Extract every line of the data below verbatim, omitting any pictures from your answer.
──────────
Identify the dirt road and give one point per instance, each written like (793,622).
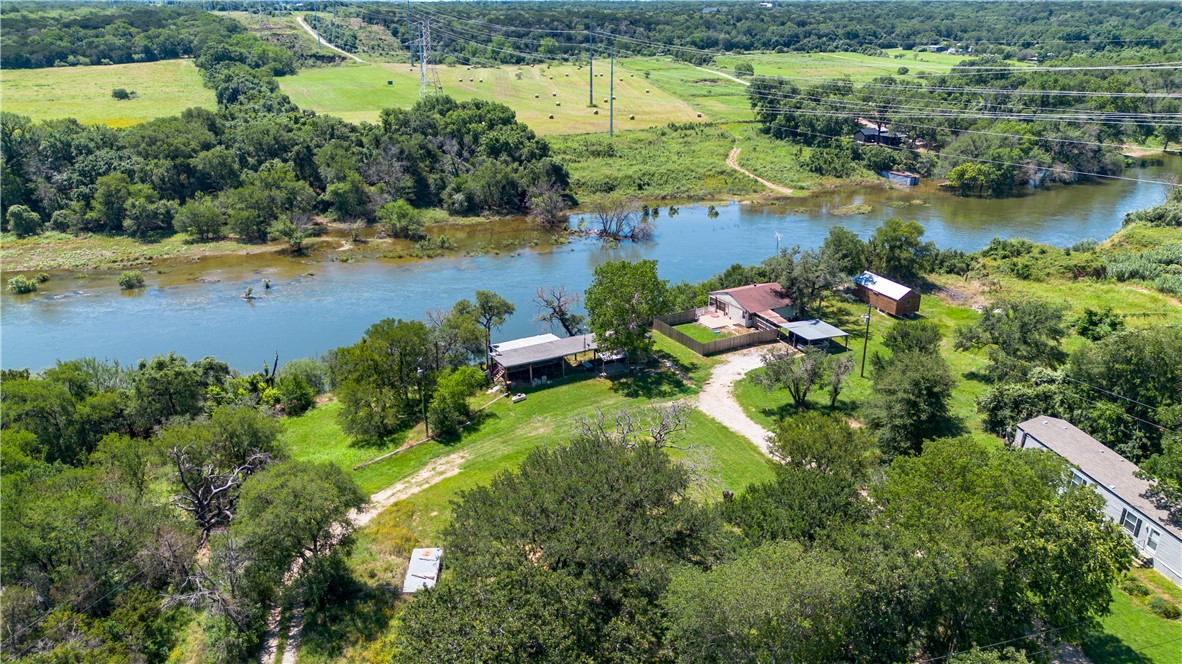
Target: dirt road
(733,162)
(324,41)
(718,399)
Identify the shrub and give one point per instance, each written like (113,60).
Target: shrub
(315,373)
(21,284)
(131,279)
(1135,587)
(294,394)
(1164,607)
(24,221)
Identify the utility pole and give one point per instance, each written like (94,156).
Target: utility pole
(865,339)
(409,36)
(591,78)
(611,96)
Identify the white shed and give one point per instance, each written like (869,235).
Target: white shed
(1114,477)
(423,570)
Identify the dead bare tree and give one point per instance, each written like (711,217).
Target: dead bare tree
(618,217)
(662,424)
(549,206)
(556,305)
(219,584)
(838,373)
(209,493)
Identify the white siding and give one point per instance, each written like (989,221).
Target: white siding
(1167,557)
──────────
RESULT:
Identify the dirt road and give one point per instance, each written like (793,622).
Target: dirt road
(733,162)
(324,41)
(718,399)
Identify the shrub and give one point per instance, each written like (113,60).
Target: shrub
(315,373)
(21,284)
(131,279)
(1135,587)
(294,394)
(1164,607)
(24,221)
Identify the utility pole and give one point per instance, each written like (94,156).
Target: utility pole
(865,339)
(409,36)
(591,78)
(611,96)
Identify the white shed and give one point per instance, each written like (869,235).
Target: white shed
(1114,477)
(423,570)
Identify the dead bare tree and give one point per instance, each written like (711,217).
Target: dead bare tree
(618,217)
(662,424)
(549,206)
(556,305)
(219,584)
(838,373)
(209,493)
Identify the white siding and give one point per instance, each written like (989,221).
Target: white siding
(1167,557)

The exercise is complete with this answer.